───── DOCUMENT SOURCE

Cette semaine, Frédéric Potier a lu le livre de Boris Vallaud (qui nous a reçu dans sa bibliothèque). Et il a beaucoup aimé. Il nous dit pourquoi !
Chères ernestiennes, chers ernestiens,
Cette petite chronique pour vous présenter un des (rares) espoirs de la gauche : Boris Vallaud, député socialiste des Landes.
Il y a une quinzaine d’années, alors que l’ENA m’avait expédié en stage à l’Ambassade de France en Algérie, les diplomates de la chancellerie ne cessaient tresser des louanges à un jeune homme, passé sur place quelques mois avant moi. Il est toujours très énervant quand on commence dans la vie professionnelle d’être comparé quotidiennement à l’un de ses prédécesseurs. Vallaud a ainsi parasité mon stage, passé à attendre le décès du président algérien Abdelaziz Bouteflika (on attend toujours).
Le brillant Boris Vallaud est par la suite devenu sous-préfet, puis conseiller d’Arnaud Montebourg avant de succéder à Emmanuel Macron comme secrétaire général adjoint de l’Élysée sous François Hollande. En mai 2017, il aurait pu comme tant d’autres rejoindre En Marche et/ou faire carrière dans le privé, mais non, il part faire campagne dans les Landes pour succéder à l’Assemblée nationale à Henri Emmanuelli, cette figure rugueuse mais attachante du socialisme français (je me souviens d’ailleurs avoir crié « Riton à Matignon ! » avec un certain David Medioni dans un meeting de Lionel Jospin en 2002…).

──────────
───── LES DONNÉES

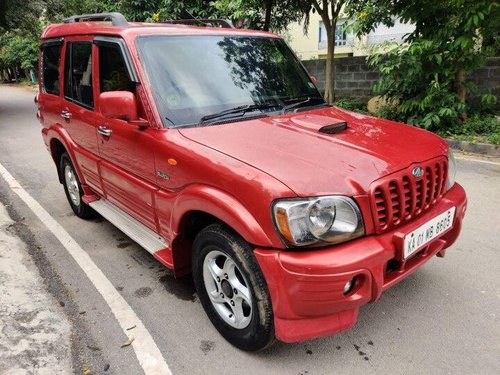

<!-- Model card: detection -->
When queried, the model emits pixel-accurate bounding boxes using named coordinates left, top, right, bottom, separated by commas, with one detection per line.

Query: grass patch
left=437, top=115, right=500, bottom=145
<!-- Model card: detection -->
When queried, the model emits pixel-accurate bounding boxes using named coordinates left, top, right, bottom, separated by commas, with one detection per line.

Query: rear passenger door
left=94, top=36, right=158, bottom=230
left=38, top=38, right=63, bottom=134
left=60, top=36, right=103, bottom=194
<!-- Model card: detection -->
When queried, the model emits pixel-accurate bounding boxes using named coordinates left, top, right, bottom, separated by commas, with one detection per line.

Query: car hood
left=179, top=107, right=448, bottom=196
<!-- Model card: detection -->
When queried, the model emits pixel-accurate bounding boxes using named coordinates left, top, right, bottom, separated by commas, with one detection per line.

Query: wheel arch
left=171, top=186, right=273, bottom=275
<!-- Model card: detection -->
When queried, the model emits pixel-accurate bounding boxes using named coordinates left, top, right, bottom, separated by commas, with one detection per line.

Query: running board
left=89, top=198, right=168, bottom=254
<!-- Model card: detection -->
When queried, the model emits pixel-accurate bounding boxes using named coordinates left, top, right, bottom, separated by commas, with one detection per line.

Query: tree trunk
left=455, top=68, right=467, bottom=122
left=325, top=24, right=336, bottom=104
left=263, top=0, right=273, bottom=31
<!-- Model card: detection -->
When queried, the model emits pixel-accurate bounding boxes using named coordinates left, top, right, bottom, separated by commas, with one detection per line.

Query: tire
left=59, top=152, right=97, bottom=219
left=192, top=224, right=275, bottom=351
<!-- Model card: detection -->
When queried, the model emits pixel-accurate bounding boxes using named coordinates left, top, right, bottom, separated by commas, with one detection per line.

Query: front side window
left=137, top=35, right=324, bottom=127
left=64, top=42, right=94, bottom=108
left=99, top=44, right=135, bottom=92
left=42, top=45, right=61, bottom=95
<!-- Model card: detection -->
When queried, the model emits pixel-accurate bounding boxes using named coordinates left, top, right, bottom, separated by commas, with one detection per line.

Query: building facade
left=286, top=12, right=414, bottom=60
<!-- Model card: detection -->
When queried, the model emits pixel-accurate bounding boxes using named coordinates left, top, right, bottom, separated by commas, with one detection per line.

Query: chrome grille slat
left=370, top=158, right=447, bottom=233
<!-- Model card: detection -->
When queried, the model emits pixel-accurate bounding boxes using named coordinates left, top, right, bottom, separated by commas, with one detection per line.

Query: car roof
left=41, top=21, right=279, bottom=40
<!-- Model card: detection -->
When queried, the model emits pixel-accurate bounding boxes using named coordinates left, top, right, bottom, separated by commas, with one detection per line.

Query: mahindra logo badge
left=411, top=167, right=424, bottom=178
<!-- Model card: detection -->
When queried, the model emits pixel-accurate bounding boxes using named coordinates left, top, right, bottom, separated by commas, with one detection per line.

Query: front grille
left=370, top=158, right=448, bottom=233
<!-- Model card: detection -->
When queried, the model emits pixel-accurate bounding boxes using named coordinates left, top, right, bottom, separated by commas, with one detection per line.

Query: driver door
left=94, top=37, right=158, bottom=230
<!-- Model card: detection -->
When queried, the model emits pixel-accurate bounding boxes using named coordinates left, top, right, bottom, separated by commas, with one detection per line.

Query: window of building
left=335, top=24, right=347, bottom=46
left=318, top=21, right=347, bottom=49
left=42, top=45, right=61, bottom=95
left=64, top=42, right=94, bottom=108
left=99, top=43, right=135, bottom=92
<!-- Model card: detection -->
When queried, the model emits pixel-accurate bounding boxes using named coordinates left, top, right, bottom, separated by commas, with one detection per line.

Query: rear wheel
left=193, top=224, right=274, bottom=351
left=59, top=152, right=97, bottom=219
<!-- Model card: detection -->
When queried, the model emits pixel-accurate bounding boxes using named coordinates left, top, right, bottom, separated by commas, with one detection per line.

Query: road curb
left=446, top=139, right=500, bottom=157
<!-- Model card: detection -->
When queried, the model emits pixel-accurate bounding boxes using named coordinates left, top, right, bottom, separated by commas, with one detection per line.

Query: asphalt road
left=0, top=86, right=500, bottom=374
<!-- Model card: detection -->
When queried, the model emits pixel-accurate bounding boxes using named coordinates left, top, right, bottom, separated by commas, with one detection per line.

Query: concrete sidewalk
left=0, top=203, right=72, bottom=375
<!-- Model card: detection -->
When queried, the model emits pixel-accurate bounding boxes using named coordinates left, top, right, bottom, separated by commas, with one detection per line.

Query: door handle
left=60, top=109, right=73, bottom=120
left=97, top=125, right=113, bottom=137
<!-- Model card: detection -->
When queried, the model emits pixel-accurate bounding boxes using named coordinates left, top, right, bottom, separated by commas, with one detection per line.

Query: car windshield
left=137, top=35, right=324, bottom=127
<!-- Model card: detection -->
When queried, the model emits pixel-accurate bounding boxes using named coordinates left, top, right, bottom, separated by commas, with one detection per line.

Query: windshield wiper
left=281, top=96, right=325, bottom=114
left=199, top=103, right=279, bottom=124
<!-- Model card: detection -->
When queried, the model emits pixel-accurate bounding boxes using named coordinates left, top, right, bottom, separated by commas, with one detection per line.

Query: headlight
left=273, top=196, right=365, bottom=246
left=446, top=148, right=457, bottom=190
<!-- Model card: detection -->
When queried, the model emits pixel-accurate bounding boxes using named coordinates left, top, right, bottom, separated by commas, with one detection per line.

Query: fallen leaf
left=121, top=337, right=134, bottom=348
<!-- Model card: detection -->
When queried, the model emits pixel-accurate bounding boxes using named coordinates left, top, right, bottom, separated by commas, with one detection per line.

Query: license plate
left=403, top=207, right=455, bottom=259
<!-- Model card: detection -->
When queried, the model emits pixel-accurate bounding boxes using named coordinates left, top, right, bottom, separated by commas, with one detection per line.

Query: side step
left=89, top=198, right=168, bottom=254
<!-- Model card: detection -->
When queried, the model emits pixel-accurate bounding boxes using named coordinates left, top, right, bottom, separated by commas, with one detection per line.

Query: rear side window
left=42, top=45, right=61, bottom=95
left=64, top=42, right=94, bottom=108
left=99, top=43, right=135, bottom=92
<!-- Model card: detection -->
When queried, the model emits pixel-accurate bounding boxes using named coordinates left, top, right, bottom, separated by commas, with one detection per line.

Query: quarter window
left=64, top=42, right=94, bottom=108
left=42, top=45, right=61, bottom=95
left=99, top=44, right=135, bottom=92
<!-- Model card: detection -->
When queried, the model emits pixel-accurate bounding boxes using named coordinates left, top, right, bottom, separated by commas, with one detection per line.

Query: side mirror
left=99, top=91, right=139, bottom=122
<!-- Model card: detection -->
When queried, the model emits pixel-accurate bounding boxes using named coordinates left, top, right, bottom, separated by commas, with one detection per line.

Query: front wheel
left=193, top=224, right=274, bottom=351
left=59, top=152, right=97, bottom=219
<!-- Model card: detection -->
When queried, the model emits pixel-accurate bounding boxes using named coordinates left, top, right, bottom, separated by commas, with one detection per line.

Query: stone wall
left=302, top=56, right=500, bottom=102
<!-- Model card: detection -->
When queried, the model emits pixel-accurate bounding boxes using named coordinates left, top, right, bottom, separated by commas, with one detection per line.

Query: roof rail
left=63, top=12, right=128, bottom=26
left=162, top=18, right=234, bottom=29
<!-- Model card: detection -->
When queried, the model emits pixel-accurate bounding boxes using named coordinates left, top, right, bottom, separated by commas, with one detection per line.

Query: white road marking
left=0, top=163, right=172, bottom=375
left=455, top=156, right=500, bottom=165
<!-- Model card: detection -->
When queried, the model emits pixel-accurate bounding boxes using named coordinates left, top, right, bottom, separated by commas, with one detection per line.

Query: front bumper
left=255, top=184, right=467, bottom=342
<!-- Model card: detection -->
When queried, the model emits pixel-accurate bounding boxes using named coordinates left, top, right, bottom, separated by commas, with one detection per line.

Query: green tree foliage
left=211, top=0, right=304, bottom=32
left=349, top=0, right=500, bottom=130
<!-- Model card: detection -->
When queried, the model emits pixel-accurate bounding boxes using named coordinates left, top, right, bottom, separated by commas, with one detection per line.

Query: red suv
left=38, top=13, right=466, bottom=350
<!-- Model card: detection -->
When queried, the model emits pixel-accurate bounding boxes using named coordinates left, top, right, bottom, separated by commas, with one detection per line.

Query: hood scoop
left=290, top=114, right=347, bottom=134
left=318, top=121, right=347, bottom=134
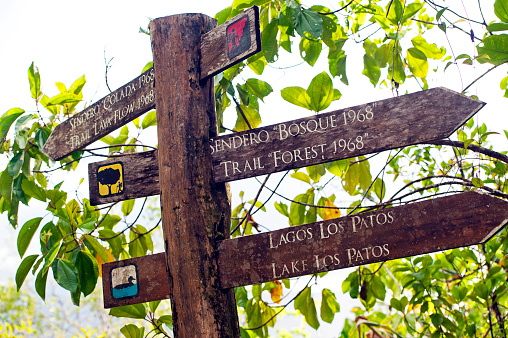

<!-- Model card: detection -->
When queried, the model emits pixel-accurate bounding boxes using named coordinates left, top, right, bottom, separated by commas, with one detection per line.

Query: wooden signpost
left=43, top=3, right=508, bottom=337
left=88, top=150, right=160, bottom=205
left=42, top=6, right=261, bottom=160
left=210, top=88, right=485, bottom=182
left=89, top=88, right=485, bottom=203
left=42, top=68, right=155, bottom=160
left=102, top=253, right=169, bottom=309
left=219, top=192, right=508, bottom=288
left=103, top=192, right=508, bottom=308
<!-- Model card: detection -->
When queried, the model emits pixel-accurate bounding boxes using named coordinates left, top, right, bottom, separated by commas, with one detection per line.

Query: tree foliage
left=0, top=0, right=508, bottom=337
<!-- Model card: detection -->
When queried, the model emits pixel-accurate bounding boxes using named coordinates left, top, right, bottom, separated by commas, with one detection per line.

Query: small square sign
left=226, top=15, right=251, bottom=59
left=111, top=264, right=139, bottom=299
left=97, top=162, right=124, bottom=197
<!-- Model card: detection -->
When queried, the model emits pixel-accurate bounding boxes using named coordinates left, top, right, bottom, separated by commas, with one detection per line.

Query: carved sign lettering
left=219, top=192, right=508, bottom=288
left=210, top=88, right=485, bottom=182
left=42, top=68, right=155, bottom=160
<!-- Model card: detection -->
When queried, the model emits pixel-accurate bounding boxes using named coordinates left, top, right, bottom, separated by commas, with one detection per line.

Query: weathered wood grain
left=88, top=150, right=160, bottom=205
left=219, top=192, right=508, bottom=288
left=150, top=14, right=240, bottom=338
left=42, top=68, right=155, bottom=160
left=102, top=253, right=169, bottom=309
left=210, top=88, right=485, bottom=182
left=200, top=6, right=261, bottom=80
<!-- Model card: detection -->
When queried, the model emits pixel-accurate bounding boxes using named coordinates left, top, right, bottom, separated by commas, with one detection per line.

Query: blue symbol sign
left=111, top=264, right=139, bottom=299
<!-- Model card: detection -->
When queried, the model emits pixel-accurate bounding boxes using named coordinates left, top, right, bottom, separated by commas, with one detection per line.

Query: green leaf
left=35, top=269, right=48, bottom=300
left=411, top=35, right=446, bottom=60
left=16, top=255, right=39, bottom=292
left=69, top=75, right=86, bottom=95
left=42, top=240, right=62, bottom=271
left=487, top=22, right=508, bottom=32
left=0, top=169, right=13, bottom=202
left=274, top=202, right=289, bottom=217
left=76, top=251, right=99, bottom=297
left=28, top=62, right=42, bottom=99
left=120, top=324, right=145, bottom=338
left=141, top=110, right=157, bottom=129
left=35, top=127, right=51, bottom=149
left=235, top=105, right=261, bottom=131
left=21, top=180, right=46, bottom=202
left=109, top=304, right=146, bottom=319
left=261, top=20, right=279, bottom=63
left=476, top=34, right=508, bottom=66
left=148, top=300, right=161, bottom=313
left=402, top=2, right=424, bottom=23
left=321, top=288, right=340, bottom=323
left=281, top=87, right=311, bottom=110
left=406, top=47, right=429, bottom=78
left=291, top=171, right=310, bottom=184
left=289, top=194, right=307, bottom=225
left=387, top=0, right=404, bottom=26
left=374, top=177, right=386, bottom=201
left=53, top=259, right=79, bottom=292
left=18, top=217, right=42, bottom=258
left=122, top=200, right=135, bottom=216
left=245, top=79, right=273, bottom=101
left=294, top=8, right=323, bottom=39
left=305, top=164, right=326, bottom=183
left=84, top=235, right=109, bottom=262
left=0, top=108, right=25, bottom=140
left=47, top=93, right=81, bottom=106
left=430, top=313, right=443, bottom=328
left=307, top=72, right=334, bottom=112
left=471, top=177, right=484, bottom=188
left=295, top=287, right=319, bottom=330
left=362, top=54, right=381, bottom=87
left=7, top=151, right=24, bottom=178
left=494, top=0, right=508, bottom=22
left=299, top=38, right=323, bottom=66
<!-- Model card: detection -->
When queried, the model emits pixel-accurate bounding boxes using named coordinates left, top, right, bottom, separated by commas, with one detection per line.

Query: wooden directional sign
left=219, top=192, right=508, bottom=288
left=210, top=88, right=485, bottom=182
left=88, top=150, right=160, bottom=205
left=42, top=68, right=155, bottom=160
left=201, top=6, right=261, bottom=80
left=42, top=7, right=261, bottom=160
left=102, top=253, right=169, bottom=309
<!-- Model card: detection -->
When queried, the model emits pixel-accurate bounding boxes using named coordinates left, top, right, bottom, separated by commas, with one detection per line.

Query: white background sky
left=0, top=0, right=508, bottom=337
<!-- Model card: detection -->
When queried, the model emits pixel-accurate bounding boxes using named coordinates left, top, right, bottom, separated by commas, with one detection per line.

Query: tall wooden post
left=150, top=14, right=240, bottom=337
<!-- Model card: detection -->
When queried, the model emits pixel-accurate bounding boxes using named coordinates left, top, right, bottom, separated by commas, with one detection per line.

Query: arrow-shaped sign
left=42, top=68, right=155, bottom=160
left=210, top=88, right=485, bottom=182
left=219, top=192, right=508, bottom=288
left=42, top=6, right=261, bottom=160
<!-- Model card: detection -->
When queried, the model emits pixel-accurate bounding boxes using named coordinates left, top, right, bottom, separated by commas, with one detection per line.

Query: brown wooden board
left=42, top=68, right=155, bottom=160
left=210, top=88, right=485, bottom=182
left=102, top=253, right=169, bottom=309
left=219, top=192, right=508, bottom=288
left=200, top=6, right=261, bottom=80
left=88, top=150, right=160, bottom=205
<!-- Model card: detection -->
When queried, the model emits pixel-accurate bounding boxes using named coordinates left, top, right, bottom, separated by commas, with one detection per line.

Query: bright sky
left=0, top=0, right=508, bottom=336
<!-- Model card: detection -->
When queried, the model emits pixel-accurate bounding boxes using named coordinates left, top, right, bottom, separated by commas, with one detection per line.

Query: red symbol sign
left=226, top=15, right=251, bottom=59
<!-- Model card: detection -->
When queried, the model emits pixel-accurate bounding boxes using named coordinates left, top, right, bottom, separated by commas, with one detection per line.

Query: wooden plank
left=210, top=88, right=485, bottom=182
left=102, top=253, right=169, bottom=309
left=42, top=68, right=155, bottom=160
left=219, top=192, right=508, bottom=288
left=200, top=6, right=261, bottom=80
left=150, top=14, right=240, bottom=338
left=88, top=150, right=160, bottom=205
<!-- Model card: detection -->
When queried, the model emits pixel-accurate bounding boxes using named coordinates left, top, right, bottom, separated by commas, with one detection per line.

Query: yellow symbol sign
left=97, top=162, right=124, bottom=196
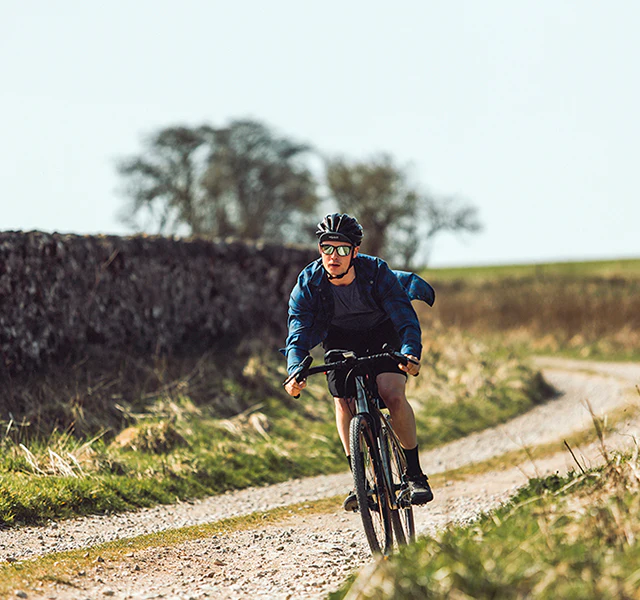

──────────

EXERCICES:
A – Traduisez en anglais cette phrase de la chronique sur Boris Vallaud : « Il est toujours très énervant quand on commence dans la vie professionnelle d’être comparé quotidiennement à l’un de ses prédécesseurs. »
B – Prolongez la chronique sur Boris Vallaud en reprenant après sa dernière phrase.

CORRIGÉS CI-DESSOUS:
A – It is always very irritating, when one is starting out in professional life, to be compared daily to one of one's predecessors.

B –
Un essai accessible et très riche
Car Vallaud est un peu l’anti Macron. Élu d’un territoire rural, attaché à l’État, passionné de Justice et de République, révolté par les inégalités et les discriminations Boris ne croit pas au dépassement du clivage droite/gauche.
L’essai qu’il nous livre, intitulé « un esprit de résistance » (Flammarion) reflète ce positionnement avec brio. Un essai hyper accessible, avec très peu de chiffres, sans aucune note de bas de page (personnellement, je n’arrive pas à m’en passer) écrit d’une plume vive. Amateur de formules chocs, Vallaud attaque avec férocité le bilan du gouvernement (on a l’embarras du choix). Par le style, on songe parfois au « Coup d’État permanent » de François Mitterrand : « La démocratie n’est pas fatiguée de mouvement, elle est fatiguée d’immobilité ».
On aurait cependant grand tort de limiter cet essai à un exercice de style un peu convenu. Ce petit bouquin fourmille en effet d’idées percutantes et innovantes. Il y a d’abord la volonté de repenser la notion de souveraineté démocratique, c’est à dire de la capacité des citoyens à effectuer des choix, qu’il oppose au souverainisme, souvent synonyme de repli de soi. « Il faut penser la souveraineté sans le souverainisme, sa forme étriquée sous ses airs martiaux, et débarrassée du nationalisme, sa forme dangereuse ».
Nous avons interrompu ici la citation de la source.